**DOCUMENT EXTRACT:**
Enhancing efficiency in drug discovery with AI

The benefits of the system need to be apparent almost immediately. “It has to be something that delights them in terms of feedback on the tasks they have right in front of them,” Collins said.

The initial stages of drug discovery are traditionally tedious, involving hit identification, lead optimization, and preclinical testing. These phases require meticulous laboratory work and extensive data analysis to refine potential drug candidates before advancing to clinical trials. “Our goal is to use AI to bridge this gap effectively, in a way that augments the work of professionals in the field, not trying to replace them,” Collins said.

Many existing AI tools have been trying to get past the way people work. Our approach, with Peter and myself bringing our chemistry perspective and our experience at SRI, working with experts in this field, is to create tools that leverage us to get things done in ways that the pharmaceutical industry can understand and show that there’s a real advantage to it.

**SOURCE DATA:**
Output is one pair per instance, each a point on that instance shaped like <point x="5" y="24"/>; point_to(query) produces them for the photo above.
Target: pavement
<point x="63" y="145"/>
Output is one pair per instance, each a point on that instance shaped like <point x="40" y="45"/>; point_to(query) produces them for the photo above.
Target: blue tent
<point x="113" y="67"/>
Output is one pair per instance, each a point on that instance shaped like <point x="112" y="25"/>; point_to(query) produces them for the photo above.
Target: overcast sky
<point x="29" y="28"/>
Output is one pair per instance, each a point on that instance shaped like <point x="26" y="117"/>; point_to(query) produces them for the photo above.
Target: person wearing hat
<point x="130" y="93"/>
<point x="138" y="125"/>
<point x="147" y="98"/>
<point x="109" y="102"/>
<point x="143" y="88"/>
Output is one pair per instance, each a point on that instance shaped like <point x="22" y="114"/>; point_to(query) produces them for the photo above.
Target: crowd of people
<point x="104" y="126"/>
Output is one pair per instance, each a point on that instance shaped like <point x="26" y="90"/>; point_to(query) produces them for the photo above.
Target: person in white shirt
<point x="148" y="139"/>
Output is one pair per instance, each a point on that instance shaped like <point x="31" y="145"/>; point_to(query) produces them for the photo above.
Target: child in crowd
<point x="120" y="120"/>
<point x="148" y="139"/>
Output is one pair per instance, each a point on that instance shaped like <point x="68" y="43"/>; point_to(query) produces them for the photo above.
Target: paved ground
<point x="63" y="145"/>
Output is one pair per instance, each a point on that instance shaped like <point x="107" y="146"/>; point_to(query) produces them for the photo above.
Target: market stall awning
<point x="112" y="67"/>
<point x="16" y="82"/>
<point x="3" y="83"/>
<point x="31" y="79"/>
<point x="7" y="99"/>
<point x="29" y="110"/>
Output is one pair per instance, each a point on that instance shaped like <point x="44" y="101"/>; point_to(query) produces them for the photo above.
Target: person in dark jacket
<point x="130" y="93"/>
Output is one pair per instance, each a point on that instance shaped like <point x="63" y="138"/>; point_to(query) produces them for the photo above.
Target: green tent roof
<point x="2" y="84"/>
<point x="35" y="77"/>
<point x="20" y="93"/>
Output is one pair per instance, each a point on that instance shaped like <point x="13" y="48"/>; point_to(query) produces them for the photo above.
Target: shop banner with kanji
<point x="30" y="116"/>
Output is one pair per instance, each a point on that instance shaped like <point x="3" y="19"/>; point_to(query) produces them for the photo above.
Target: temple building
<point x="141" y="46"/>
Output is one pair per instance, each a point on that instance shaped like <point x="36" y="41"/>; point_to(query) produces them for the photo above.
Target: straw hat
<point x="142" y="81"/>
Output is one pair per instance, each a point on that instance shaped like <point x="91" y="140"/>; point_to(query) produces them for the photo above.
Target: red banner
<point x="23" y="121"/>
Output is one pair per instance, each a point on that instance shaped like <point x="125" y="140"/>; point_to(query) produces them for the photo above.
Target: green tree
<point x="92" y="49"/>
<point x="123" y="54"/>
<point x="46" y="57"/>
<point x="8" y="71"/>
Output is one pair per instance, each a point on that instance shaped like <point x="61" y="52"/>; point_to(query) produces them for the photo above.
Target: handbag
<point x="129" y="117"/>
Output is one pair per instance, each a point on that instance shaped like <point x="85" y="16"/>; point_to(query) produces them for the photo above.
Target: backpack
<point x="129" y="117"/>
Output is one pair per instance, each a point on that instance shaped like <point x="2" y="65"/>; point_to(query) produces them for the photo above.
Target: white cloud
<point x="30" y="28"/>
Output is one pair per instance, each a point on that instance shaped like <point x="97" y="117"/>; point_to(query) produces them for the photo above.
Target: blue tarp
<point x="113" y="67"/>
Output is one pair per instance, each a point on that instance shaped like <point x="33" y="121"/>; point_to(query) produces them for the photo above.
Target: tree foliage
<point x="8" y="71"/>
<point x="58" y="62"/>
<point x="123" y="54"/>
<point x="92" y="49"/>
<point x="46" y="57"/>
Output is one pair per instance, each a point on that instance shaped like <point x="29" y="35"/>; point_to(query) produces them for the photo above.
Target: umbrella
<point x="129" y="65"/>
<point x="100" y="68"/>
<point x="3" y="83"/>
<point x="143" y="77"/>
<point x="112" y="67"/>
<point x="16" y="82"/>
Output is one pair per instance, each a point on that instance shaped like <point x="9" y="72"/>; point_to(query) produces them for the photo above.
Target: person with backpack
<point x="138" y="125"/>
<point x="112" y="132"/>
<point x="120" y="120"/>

**EXERCISE INSTRUCTIONS:**
(a) In the passage on AI in drug discovery, which stages make up the initial phase of drug discovery?
(b) Summarize the passage on AI in drug discovery in two sentences.
(c) Extend the passage on AI in drug discovery by continuing it after its last sentence.

**RESULTS FOR THE EXERCISE:**
(a) Hit identification, lead optimization, and preclinical testing.

(b) An AI system for drug discovery must show its benefits almost immediately by giving useful feedback on the tasks people have in front of them. Because the early stages of drug discovery are tedious and demand careful lab work and data analysis, the goal is to use AI to augment professionals rather than replace them, through tools the pharmaceutical industry can understand.

(c)
Madrid said the company’s technology, much like LLMs, can be “really useful as long as the person receiving the results can judge their correctness.” A chemist might look at an AI-proposed solution and dismiss it as absurd in a second. But through a few rapid iterations, the researcher might continue exploring and find some powerful ideas. “Many AI solutions currently take days or even a week to generate solutions,” Madrid said. “If a chemist is going to dismiss many of those, it’s not really improving efficiency. So, I believe the interactivity and the timeliness of these tools are critical aspects that are not addressed by many of the current solutions.”

Nuts and bolts of a large chemistry model

Synfini’s primary AI is a pre-trained transformer model, similar to many of the popular LLM models. “One unique aspect though is the neuro-symbolic AI, where we can code medicinal chemistry concepts on shape and drug interactions with a protein receptor, and measure those within our model,” Madrid said. The company uses this concept to rapidly filter out many of the false designs that a traditional generative AI might produce. “This addresses the challenge where generative AI models can sometimes be overly creative, suggesting designs that medicinal chemists would instantly dismiss and not want to make in the lab,” he added. The company can incorporate logical assertions about the structures into its model as part of the generative process.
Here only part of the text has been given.